## [Page text]
The quality of the voice to mimic a radio broadcast isn't necessarily great and the message itself, while fine, is far from profound (at least to me). The entire production of this 20-second or so clip is fine nevertheless and by far my favorite part about this is how it transitions into the barren, calm yet fitting intro of Marazion.
Marazion: This track reverts back to the strong, anthem-like purpose that Hidden Rocks had but encapsulated within the style of The Echelon Effect. In what's becoming a hallmark of the artist, there's a pause about mid-way in the track which has been given great care over the past releases to sound different enough to not come off as predictable. There's nothing worse than having a listener anticipate a part of a song, especially one they had never listened before, which ends up taking them out of the experience. Had I not even brought it up, no one would have noticed I bet. But this artist handles this so well that it's more of a welcomed staple than anything. The final minute of a five and a half minute track is tremendous having been built over the large majority of the song. Long, sustained chords brushed over smart noise (violin, drums, xylophone, etc.) create a hell of a sound. An outstanding track and we've just about reached the mid-way point of the album.
Masts: Solid atmospheric intro to help you come together after the strong end to Marazion. While this may have been perceived to been a throw-away song, about two-minutes into Masts, you are thrown a curve-ball as one of the more unique songs you'll ever listen to this year comes into play. Masts is a fitting name for this song, because of the sense that the sound emulates the feeling a legitimate mast must have overlooking, in this case, the Atlantic Ocean. The ebb and flow of the sound plus what surely must have been an attempt to mimic the crashing of waves in the background helps you reach this feeling of serenity. It ends far too soon because of how easy it is to make you sit back, forget everything around you and listen. A final sustained pitch ends the track before oozing over into the next one. Once again, great attention to detail by The Echelon Effect.
Dream of Dry Land: I have no idea if this was intentional, but the stomping in the background that sounds like a raged man trudging through the mud may have tied into the track's title: Dream of Dry Land. In all likelihood, it probably was and I'm giving The Echelon Effect the benefit of the doubt, but it's the little things in these tracks and the presentation that helps it stand out even among the past releases by this artist. With that being said, while very good, this doesn't reach the caliber of the previous tracks in the listing thus far. It felt more like a reprise of some of the earlier tracks than anything with the addition of the "mud-stomping". At just under four-minutes, there have been worse things done to humanity in the world.

## [Information provided]
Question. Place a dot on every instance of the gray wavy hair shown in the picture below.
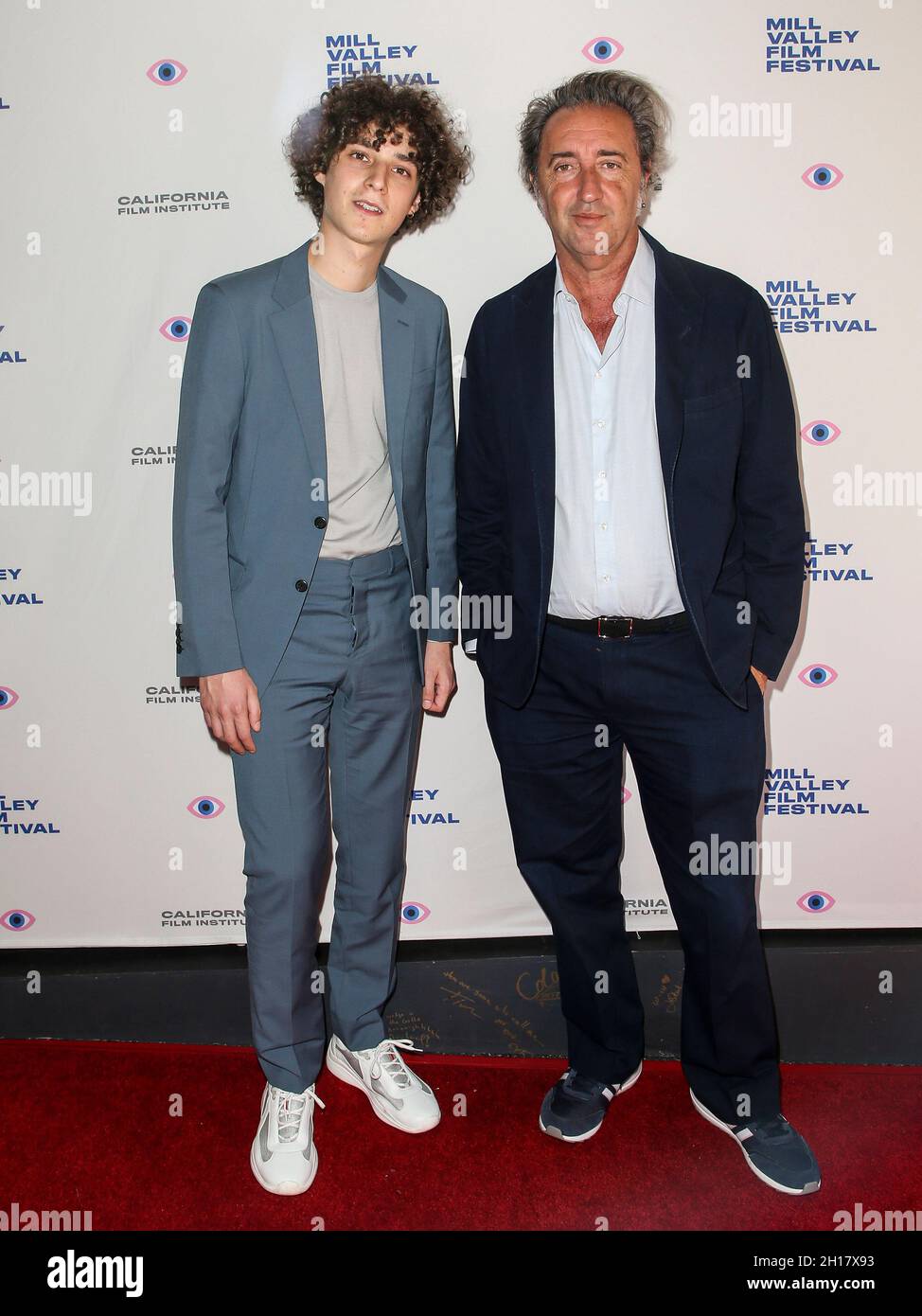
(648, 112)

## [Challenge 1]
Set down the stretch of the album review from "Masts: Solid atmospheric" through "by The Echelon Effect.".
## [Challenge 2]
According to the album review, why is Masts a fitting name for that song? Explain in one to three sentences.

## [Exercise result 1]
Masts: Solid atmospheric intro to help you come together after the strong end to Marazion. While this may have been perceived to been a throw-away song, about two-minutes into Masts, you are thrown a curve-ball as one of the more unique songs you'll ever listen to this year comes into play. Masts is a fitting name for this song, because of the sense that the sound emulates the feeling a legitimate mast must have overlooking, in this case, the Atlantic Ocean. The ebb and flow of the sound plus what surely must have been an attempt to mimic the crashing of waves in the background helps you reach this feeling of serenity. It ends far too soon because of how easy it is to make you sit back, forget everything around you and listen. A final sustained pitch ends the track before oozing over into the next one. Once again, great attention to detail by The Echelon Effect.

## [Exercise result 2]
The name fits because the sound emulates the feeling a real mast must have overlooking the Atlantic Ocean. The ebb and flow of the sound, along with what seems to be an attempt to mimic crashing waves in the background, helps the listener reach that feeling of serenity.